═════ Exercise passage ═════

All VIP flight information has since been made classified for security reasons.

===Shadow aircraft incident===
In 2012 it was found that two aircraft had followed Jacob Zuma's Boeing BBJ flight into John F. Kennedy International Airport. The aircraft were using SAAF call signs. The aircraft were a Bombardier Global Express and a South African Airways Airbus A340. In response to the reports, then Chief of the Air Force, Lieutenant General Carlo Gagiano said that the aircraft followed to ensure that the president could make it to an important meeting after his New York visit. The Democratic Alliance said that Sisulu should take responsibility and explain why the aircraft were used.

===Acquisition of new aircraft===
In 2012 plans were announced to acquire a new Boeing 777 VIP aircraft for the SAAF in a R2 billion deal. The order was cancelled after the offer had lapsed.

In 2015, Armscor opened the tender process for a new VIP aircraft for use by the president. Analysts speculated that an aircraft meeting Armscor's specifications could cost R4 billion.

═════ Data ═════

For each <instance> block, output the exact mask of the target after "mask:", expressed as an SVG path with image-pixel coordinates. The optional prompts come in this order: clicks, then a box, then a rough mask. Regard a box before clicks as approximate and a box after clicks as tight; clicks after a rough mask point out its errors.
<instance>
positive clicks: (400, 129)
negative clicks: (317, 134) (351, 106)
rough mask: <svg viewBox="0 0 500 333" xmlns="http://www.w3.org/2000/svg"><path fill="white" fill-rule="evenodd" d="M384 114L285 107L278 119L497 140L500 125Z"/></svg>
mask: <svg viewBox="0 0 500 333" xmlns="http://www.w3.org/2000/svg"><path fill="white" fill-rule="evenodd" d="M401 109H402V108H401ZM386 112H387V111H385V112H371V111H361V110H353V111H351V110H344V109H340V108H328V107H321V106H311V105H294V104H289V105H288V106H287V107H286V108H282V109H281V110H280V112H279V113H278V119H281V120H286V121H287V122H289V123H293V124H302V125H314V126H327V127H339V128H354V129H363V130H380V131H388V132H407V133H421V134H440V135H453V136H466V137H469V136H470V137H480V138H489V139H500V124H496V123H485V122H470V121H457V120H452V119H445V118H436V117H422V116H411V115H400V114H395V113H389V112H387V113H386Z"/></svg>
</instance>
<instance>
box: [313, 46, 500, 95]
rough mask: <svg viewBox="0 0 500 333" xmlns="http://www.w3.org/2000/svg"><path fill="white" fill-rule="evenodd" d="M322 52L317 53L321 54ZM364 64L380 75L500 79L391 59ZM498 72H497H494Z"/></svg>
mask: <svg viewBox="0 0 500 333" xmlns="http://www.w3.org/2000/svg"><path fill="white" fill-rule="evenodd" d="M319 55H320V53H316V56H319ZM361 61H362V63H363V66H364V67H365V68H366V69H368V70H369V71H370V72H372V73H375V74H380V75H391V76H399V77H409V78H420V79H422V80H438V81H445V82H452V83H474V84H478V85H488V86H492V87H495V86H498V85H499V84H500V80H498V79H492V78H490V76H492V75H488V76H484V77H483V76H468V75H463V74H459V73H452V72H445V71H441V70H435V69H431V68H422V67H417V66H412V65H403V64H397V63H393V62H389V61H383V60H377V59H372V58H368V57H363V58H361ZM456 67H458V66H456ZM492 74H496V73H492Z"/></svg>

═════
═════ Data ═════

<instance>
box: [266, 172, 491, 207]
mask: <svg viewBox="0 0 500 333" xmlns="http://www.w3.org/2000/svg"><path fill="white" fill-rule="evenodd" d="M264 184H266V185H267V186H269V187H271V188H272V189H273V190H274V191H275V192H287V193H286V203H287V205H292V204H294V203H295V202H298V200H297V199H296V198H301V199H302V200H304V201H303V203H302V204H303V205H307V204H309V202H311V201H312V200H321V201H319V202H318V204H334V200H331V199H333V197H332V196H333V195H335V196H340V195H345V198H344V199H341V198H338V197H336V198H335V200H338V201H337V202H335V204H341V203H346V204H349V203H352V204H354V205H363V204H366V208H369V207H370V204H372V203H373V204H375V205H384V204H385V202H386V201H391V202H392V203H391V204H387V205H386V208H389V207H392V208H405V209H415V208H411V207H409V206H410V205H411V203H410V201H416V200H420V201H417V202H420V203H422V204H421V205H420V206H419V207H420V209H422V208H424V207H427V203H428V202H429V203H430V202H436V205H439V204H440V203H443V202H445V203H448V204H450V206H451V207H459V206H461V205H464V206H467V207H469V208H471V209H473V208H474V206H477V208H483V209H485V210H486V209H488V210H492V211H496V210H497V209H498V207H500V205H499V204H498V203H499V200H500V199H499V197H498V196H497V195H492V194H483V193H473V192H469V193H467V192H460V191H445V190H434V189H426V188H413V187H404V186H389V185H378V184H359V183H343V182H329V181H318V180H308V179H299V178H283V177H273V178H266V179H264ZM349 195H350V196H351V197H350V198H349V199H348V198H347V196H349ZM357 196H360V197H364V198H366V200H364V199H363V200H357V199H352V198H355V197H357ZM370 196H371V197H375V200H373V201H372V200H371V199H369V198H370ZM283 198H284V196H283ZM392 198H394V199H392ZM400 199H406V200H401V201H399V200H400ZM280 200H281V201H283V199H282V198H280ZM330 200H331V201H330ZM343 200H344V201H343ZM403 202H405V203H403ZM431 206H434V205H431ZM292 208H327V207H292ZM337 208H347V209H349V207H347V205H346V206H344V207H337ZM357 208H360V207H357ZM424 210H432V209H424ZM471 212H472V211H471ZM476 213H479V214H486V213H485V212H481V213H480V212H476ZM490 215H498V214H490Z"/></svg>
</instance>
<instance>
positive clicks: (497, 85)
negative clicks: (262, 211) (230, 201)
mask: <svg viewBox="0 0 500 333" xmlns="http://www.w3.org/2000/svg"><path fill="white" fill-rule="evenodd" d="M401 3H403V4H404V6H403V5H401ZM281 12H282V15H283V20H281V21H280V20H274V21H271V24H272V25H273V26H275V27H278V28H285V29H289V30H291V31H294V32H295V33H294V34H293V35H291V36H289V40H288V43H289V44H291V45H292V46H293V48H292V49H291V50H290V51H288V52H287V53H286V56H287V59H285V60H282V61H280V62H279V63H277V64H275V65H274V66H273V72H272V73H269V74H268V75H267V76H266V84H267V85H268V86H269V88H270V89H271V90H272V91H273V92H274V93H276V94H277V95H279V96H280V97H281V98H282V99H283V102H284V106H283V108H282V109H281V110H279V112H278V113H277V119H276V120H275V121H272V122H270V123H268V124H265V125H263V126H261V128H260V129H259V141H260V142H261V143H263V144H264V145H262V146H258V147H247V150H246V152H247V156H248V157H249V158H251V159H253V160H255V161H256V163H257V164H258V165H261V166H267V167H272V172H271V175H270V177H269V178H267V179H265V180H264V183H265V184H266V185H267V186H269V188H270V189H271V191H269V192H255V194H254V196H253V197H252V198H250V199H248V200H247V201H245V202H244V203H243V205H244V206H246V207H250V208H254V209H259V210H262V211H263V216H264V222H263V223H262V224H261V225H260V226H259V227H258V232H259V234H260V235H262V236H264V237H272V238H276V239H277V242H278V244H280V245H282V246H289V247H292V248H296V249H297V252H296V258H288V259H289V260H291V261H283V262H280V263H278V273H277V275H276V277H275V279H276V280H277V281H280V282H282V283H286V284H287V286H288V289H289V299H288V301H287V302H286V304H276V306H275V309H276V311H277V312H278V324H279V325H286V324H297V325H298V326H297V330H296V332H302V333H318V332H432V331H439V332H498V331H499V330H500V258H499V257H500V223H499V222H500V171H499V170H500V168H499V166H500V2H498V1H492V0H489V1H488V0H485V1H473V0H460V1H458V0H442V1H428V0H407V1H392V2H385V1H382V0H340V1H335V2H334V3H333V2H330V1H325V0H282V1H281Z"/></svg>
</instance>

═════

■ Required work
Continue the passage about South Africa's VIP aircraft, starting right after its last sentence.

■ Answer to this problem
==Accidents and incidents==
- On 26 May 1971, during a practice flypast for the Republic Day celebrations (31 May), three HS-125s crashed into Devil's Peak. All on board were killed. The accident was attributed to low visibility due to bad weather conditions.
- In 2009, the aircraft carrying Deputy President Kgalema Motlanthe made an emergency landing in the Democratic Republic of the Congo as it was running low on fuel. There were no injuries.
- In 2011, the aircraft carrying Deputy President Kgalema Motlanthe made a precautionary landing in New Zealand due to a warning light activating, caused by a faulty sensor in the aircraft. Also in 2011, mechanical difficulties on an aircraft intended to be used by the Deputy President caused the planned official visits to Finland, Sweden and Denmark to be cancelled.